#### Passage to read ####
Anybody watching the Kavanaugh hearings? Or the rest of the shit storm rollicking the nation? Anybody have a new found love or rekindled affection for Matt Damon? Wondering if the reason Lindsay Graham is so testy is that his dreams are haunted by John McCain, telling him to stop being a pussy and act like a man? Hoping to see Dianne Feinstein get fed up with Chuck the Duck Grassley and Orin “I had lime jello for lunch, but was frugal because it was generic” Hatch and break both their necks in passing?

Seriously, when Senate hearings and associated madness are pegged as the top TV show right now, something is very, very, very wrong with the zeitgeist.

Why not ? Everybody else is. Not that there are not a lot of far more important things happening, but there’s something about a rich, white guy on the DC Circuit who got into Yale on his own merits and his grandfather’s graduation from the place! not being able to get far, far more than a fair break that just attracts attention.

The fact that the guy is a 50-ish Irish Catholic who went to a Jesuit Catholic Prep School and seems to split his spare time drinking brewskis, coaching his daughters’ basketball teams and praying makes it even more bizarre. Oh, he also seems to spend a lot of times lying, and that’s not terribly strange given his antecedents.
#### Excerpted data ####
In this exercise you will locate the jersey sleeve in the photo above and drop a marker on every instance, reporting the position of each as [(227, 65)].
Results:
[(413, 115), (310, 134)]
####
#### Excerpted data ####
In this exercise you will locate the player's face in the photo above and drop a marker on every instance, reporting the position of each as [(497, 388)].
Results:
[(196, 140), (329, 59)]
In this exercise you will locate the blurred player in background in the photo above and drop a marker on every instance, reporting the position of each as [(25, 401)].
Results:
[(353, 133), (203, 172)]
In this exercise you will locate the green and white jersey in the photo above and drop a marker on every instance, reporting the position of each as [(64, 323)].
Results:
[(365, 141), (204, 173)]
####
> [Written task] Write out the part of the passage about the Kavanaugh hearings above between "Anybody watching the" and "necks in passing?", inclusive.

> [Expected answer]
Anybody watching the Kavanaugh hearings? Or the rest of the shit storm rollicking the nation? Anybody have a new found love or rekindled affection for Matt Damon? Wondering if the reason Lindsay Graham is so testy is that his dreams are haunted by John McCain, telling him to stop being a pussy and act like a man? Hoping to see Dianne Feinstein get fed up with Chuck the Duck Grassley and Orin “I had lime jello for lunch, but was frugal because it was generic” Hatch and break both their necks in passing?